EXTRACT TO READ Start Marker

The jury for the Thomas and Patricia Dodds Award for Excellence selects students in the last two years of their degree in Ventura County’s colleges and universities to receive the cash prize. The jury selects work from student submissions to the Emergence exhibition each year.

Award Sponsors: Thomas and Patricia Dodds

Founding Studio Channel Islands artist Pat Richards Dodds and husband, philanthropist, and art collector Tom Dodds have supported the Award for Excellence since its inception. Over the past decade Tom and Pat Dodds have been delighted to watch the Award winners flourish as artists, going on to establish careers as arts professionals.

It is with great sadness that Studio Channel Islands marks the passing of Tom Dodds, on the 22nd of December 2024. Tom was a long time Ventura resident, father, husband and grandfather. With an insurance career spanning more than five decades, Tom was well known throughout the county, he served on the Chamber of Commerce, on the Board of Casa Pacifica and Studio Channel Islands.

If you would like to support Tom’s passion for the arts and his belief in growing the creative talent of our community please consider making a donation to help grow the Award for Excellence.

EXTRACT TO READ End Marker

## JOB ITEM
In the award text, rewrite the part that opens with "It is with great" and closes with "Studio Channel Islands.", putting "lifelong" in place of "long time".

INPUT DATA Start Marker

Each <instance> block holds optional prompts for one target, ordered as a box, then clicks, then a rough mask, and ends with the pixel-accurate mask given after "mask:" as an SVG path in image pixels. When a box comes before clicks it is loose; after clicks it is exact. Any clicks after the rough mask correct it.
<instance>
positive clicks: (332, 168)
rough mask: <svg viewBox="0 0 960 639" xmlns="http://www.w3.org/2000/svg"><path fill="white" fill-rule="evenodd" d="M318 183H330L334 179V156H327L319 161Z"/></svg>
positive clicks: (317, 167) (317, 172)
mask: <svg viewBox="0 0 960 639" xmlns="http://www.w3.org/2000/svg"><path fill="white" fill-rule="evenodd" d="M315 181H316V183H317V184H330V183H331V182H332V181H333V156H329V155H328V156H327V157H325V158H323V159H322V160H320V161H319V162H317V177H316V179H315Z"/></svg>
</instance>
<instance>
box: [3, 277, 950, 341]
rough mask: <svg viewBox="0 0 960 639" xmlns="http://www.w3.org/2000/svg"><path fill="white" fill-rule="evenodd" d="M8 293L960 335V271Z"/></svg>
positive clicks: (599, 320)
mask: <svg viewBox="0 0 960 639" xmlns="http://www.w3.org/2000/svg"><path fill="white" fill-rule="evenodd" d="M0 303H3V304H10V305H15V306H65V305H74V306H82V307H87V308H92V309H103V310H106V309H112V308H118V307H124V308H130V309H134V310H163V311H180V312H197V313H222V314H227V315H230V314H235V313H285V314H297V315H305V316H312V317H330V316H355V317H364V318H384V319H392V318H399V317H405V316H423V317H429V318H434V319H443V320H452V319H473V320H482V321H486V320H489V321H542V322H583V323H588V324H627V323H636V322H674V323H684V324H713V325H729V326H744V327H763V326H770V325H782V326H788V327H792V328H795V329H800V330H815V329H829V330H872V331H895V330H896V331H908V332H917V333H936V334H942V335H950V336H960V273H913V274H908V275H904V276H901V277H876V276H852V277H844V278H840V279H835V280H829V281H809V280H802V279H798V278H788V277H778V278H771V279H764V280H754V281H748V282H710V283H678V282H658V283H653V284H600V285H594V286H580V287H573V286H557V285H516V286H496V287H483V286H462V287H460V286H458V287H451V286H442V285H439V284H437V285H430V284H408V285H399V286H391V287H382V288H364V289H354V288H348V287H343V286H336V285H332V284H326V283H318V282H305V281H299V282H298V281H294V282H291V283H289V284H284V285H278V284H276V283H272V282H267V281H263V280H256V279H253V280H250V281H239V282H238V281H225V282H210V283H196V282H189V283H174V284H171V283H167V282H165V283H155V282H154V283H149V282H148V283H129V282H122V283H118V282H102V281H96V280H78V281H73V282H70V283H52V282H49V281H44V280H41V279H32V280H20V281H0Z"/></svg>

INPUT DATA End Marker

## RESPONSE TO THE TASK
It is with great sadness that Studio Channel Islands marks the passing of Tom Dodds, on the 22nd of December 2024. Tom was a lifelong Ventura resident, father, husband and grandfather. With an insurance career spanning more than five decades, Tom was well known throughout the county, he served on the Chamber of Commerce, on the Board of Casa Pacifica and Studio Channel Islands.